··· Records for this task ···
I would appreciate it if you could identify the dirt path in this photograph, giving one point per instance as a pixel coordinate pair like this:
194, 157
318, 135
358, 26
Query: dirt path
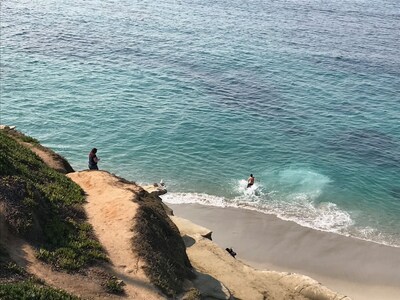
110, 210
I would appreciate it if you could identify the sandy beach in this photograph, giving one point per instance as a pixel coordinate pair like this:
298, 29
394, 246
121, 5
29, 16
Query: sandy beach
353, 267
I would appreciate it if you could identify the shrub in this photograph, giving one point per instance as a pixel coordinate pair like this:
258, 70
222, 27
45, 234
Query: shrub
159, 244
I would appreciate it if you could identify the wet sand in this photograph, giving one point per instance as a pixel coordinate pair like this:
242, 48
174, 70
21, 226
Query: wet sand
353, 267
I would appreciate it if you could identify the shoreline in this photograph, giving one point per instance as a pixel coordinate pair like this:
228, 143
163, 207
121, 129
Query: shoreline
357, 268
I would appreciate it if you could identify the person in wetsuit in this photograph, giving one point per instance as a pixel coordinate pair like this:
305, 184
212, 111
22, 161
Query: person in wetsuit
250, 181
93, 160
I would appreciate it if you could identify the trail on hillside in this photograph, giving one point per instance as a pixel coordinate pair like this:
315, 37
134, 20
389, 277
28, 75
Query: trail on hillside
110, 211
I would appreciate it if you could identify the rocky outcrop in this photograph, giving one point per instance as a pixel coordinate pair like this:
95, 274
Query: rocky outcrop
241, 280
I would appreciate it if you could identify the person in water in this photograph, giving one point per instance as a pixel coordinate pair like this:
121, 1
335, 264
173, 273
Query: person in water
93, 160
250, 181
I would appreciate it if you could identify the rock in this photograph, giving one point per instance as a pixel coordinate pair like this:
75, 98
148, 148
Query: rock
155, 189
···
Do this:
Copy the records from the line containing "I would appreciate it if you could identify the rock in" through the end of the records, both ends included, with the requests. Multiply each coordinate in the answers by 0.55 and round to whole numbers, halves up, but leave the requests and their sample coordinates unchanged.

Exercise response:
I would appreciate it if you could identify the rock in this photograph, giving one point per instance as a pixel coordinate pair like this:
75, 98
148, 148
Query: rock
85, 104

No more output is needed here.